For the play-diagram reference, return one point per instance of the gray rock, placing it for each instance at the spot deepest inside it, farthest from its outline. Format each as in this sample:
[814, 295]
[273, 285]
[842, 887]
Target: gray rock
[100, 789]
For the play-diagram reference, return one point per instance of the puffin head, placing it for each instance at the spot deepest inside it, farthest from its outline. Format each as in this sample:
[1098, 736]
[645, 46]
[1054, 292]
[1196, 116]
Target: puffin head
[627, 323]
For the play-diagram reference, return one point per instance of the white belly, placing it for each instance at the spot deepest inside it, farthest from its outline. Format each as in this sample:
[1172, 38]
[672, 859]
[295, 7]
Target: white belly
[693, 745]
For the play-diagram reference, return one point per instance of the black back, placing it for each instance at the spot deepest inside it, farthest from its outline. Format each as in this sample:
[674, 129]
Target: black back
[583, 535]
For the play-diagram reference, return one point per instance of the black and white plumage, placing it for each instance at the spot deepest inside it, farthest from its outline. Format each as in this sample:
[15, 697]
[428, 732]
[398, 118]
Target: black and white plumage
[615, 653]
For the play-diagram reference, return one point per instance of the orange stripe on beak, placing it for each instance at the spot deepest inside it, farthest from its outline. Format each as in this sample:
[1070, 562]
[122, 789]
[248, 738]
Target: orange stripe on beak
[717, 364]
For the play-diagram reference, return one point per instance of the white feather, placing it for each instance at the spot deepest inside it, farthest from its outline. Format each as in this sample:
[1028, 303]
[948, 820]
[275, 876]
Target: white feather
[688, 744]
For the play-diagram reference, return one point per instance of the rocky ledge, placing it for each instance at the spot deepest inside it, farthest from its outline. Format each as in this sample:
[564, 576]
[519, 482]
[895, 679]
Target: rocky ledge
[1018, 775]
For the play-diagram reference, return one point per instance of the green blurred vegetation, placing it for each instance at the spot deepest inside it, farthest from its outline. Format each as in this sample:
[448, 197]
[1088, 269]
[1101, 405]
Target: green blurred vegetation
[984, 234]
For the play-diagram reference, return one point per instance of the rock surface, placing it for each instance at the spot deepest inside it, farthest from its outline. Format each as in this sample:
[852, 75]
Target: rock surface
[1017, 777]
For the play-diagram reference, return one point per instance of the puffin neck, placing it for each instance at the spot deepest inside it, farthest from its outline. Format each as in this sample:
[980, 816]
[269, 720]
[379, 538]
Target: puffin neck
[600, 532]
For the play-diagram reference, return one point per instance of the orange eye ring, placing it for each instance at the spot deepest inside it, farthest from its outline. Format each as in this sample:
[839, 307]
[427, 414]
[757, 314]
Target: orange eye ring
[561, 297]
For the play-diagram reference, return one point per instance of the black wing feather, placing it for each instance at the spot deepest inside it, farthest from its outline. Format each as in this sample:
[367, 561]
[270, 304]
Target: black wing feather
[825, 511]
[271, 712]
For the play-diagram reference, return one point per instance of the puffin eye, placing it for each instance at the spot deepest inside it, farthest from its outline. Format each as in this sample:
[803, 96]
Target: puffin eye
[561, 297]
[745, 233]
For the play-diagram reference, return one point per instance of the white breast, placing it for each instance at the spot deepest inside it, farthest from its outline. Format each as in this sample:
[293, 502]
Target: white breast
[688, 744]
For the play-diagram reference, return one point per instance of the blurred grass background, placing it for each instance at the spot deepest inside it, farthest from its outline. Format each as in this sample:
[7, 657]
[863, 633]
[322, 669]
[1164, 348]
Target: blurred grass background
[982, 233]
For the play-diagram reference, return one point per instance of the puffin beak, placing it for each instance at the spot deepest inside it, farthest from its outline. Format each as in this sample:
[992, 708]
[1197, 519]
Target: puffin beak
_ _ _
**Task prompt**. Would you copy the entries verbatim, starting at the line that contains "puffin beak, placing" and ending with the last line of the entries?

**Written response**.
For the play-diagram reference, return one point per instance of the puffin beak, placing it for each instance at the spot deepest inside it, farthest from its outline. Format each as in this sample:
[992, 708]
[1197, 519]
Target: puffin beak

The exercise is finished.